§ **命题设定**
从下面介绍封龙山孝道文化的引文的最后一句之后，接着往下续写。

§ **引文**
"""

封龙山地区在两汉时期就是皇家重要祭祀圣地,著名学者李躬和伏恭都曾在此讲学授道,推动了儒学和孝道文化的传承和发展。自唐代至北宋初年,封龙山孝道文化逐渐复兴。金元时期封龙山地区作为北方儒学和孝道传承中心盛极一时。明清时期封龙山孝道文化走向社会深层。封龙山孝道文化传承的主要特点是:奠基于汉代官方祭祀神明和祖先的传统;儒学发展和书院教育是重要推动力量;封龙山孝道文化以踏实笃行为根本;官方和民间力量共同推动封龙山孝道文化的传承和发展。

"""

§ **材料**
"""

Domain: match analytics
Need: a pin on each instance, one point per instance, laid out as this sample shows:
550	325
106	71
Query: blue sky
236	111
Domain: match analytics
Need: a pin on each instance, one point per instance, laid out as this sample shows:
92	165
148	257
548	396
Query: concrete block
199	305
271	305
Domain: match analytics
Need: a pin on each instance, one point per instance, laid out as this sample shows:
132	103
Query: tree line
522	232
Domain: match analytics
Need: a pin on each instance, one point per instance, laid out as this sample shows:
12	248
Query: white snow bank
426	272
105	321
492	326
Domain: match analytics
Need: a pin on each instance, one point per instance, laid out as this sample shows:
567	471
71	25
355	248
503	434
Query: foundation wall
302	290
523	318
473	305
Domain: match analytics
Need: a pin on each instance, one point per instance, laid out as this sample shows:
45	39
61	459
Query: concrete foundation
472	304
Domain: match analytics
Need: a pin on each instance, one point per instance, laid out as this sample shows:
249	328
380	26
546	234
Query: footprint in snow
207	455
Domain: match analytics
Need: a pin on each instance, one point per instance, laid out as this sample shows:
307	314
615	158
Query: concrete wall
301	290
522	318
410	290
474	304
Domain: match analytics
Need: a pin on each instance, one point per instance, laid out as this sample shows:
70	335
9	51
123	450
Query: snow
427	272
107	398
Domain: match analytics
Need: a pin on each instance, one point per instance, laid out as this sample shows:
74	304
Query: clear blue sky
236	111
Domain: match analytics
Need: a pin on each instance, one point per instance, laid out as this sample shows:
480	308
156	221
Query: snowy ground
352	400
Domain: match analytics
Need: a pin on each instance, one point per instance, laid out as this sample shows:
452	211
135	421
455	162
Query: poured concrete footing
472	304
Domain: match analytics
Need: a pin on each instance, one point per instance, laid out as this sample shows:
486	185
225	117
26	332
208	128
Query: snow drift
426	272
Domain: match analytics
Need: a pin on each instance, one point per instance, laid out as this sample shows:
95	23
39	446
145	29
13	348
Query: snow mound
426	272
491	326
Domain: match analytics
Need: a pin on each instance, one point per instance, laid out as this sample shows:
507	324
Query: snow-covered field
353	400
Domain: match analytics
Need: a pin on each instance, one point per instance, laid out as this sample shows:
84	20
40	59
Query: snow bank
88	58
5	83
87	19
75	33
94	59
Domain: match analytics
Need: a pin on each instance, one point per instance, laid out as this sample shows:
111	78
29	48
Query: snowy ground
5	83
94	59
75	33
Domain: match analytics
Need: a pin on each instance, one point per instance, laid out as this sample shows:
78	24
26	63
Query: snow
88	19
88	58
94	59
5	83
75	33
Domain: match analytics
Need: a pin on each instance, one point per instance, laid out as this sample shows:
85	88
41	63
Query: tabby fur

"""

§ **正确答案**
中华传统文化;封龙山文化;孝道文化;儒家思想

一、两汉时期封龙山孝道文化的奠基

周公制礼乐,确立一整套严密的以血缘为纽带“家国同构”的宗法制度,其最核心的理念就是孝道。春秋时期,孔子创立以仁为核心的儒家思想,孝道是儒家思想的核心价值。汉武帝罢黜百家独尊儒术,使儒学取得正统地位,孝道即成为汉代标榜的核心价值观。“以孝治国”遂为汉代以降历代王朝治国理政的基本理念。孝道最基本的意思是“善事”父母,包括“敬”、“养”和“祭”三方面。我国早在商周时期,就出现“敬天法祖”思想,祭祀祖先,成为中华民族独特信仰价值系统,祭祀和崇拜祖先即是很典型的孝道文化体现。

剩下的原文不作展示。